▸ **Exercise description**: Return every record exactly as it appears. Leave nothing out.
Extracted material START
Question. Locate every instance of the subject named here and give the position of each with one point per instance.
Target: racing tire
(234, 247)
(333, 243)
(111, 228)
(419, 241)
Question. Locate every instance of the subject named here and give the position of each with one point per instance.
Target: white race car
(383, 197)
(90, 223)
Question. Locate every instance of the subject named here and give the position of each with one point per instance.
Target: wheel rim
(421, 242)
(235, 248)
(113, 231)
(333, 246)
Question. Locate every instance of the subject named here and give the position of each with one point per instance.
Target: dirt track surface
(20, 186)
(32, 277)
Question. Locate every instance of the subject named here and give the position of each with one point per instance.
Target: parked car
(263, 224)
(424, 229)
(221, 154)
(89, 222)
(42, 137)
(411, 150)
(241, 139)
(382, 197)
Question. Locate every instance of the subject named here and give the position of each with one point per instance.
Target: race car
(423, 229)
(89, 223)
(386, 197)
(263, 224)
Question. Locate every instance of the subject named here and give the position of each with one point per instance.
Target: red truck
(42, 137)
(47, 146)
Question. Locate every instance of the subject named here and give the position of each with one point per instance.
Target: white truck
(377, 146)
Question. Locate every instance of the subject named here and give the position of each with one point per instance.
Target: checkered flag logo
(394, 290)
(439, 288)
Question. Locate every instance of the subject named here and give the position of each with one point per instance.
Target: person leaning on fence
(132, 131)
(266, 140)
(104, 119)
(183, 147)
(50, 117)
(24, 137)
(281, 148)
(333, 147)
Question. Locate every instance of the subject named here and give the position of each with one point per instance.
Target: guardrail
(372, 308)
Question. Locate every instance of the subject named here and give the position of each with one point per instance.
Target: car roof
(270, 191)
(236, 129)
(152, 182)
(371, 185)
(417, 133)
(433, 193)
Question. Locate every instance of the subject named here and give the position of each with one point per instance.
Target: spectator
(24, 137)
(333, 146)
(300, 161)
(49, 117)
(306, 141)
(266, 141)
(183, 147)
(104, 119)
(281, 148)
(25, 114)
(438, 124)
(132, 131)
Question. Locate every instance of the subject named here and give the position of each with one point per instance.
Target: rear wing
Extracted material END
▸ **Written reply**:
Question. Locate every instance of the subject named here and give the position of each with one point per instance.
Target: racing tire
(234, 247)
(333, 243)
(111, 228)
(419, 241)
Question. Locate every instance of the subject named here and give the position of each with one point per instance.
Target: white race car
(383, 197)
(90, 223)
Question. Locate every instance of the subject named here and give the position of each with one point per instance.
Target: wheel rim
(421, 242)
(235, 248)
(113, 231)
(333, 246)
Question. Locate every instance of the subject named here and give the position of each with one point per instance.
Target: dirt track surface
(20, 186)
(32, 277)
Question. Locate every instance of the subject named here and give the position of each with one point per instance.
Target: parked car
(263, 224)
(424, 229)
(221, 154)
(89, 222)
(42, 137)
(411, 150)
(241, 139)
(382, 197)
Question. Locate every instance of the subject named here and give the position of each with one point per instance.
Target: race car
(423, 229)
(89, 223)
(386, 197)
(263, 224)
Question. Locate every instance of the subject named here and give the position of each with one point per instance.
Target: red truck
(42, 137)
(47, 146)
Question. Locate every instance of the subject named here and give the position of each with one point per instance.
Target: white truck
(377, 146)
Question. Locate every instance of the subject named here and give the position of each with one point per instance.
Target: checkered flag logo
(394, 290)
(439, 288)
Question. Locate every instance of the subject named here and give the position of each with one point per instance.
Target: person leaning on fence
(132, 131)
(266, 140)
(104, 119)
(183, 147)
(50, 117)
(24, 137)
(281, 148)
(333, 147)
Question. Locate every instance of the subject named here and give the position of each with one point per instance.
Target: guardrail
(372, 308)
Question. Locate every instance of the subject named here and give the position of each with one point per instance.
Target: car roof
(270, 191)
(236, 129)
(152, 182)
(371, 185)
(417, 133)
(433, 193)
Question. Locate every instance of the subject named here and give the position of each with one point per instance.
Target: spectator
(24, 137)
(333, 146)
(300, 161)
(49, 117)
(306, 141)
(266, 141)
(183, 147)
(104, 119)
(281, 148)
(25, 114)
(438, 124)
(132, 131)
Question. Locate every instance of the subject named here and give the position of each with one point per instance.
Target: rear wing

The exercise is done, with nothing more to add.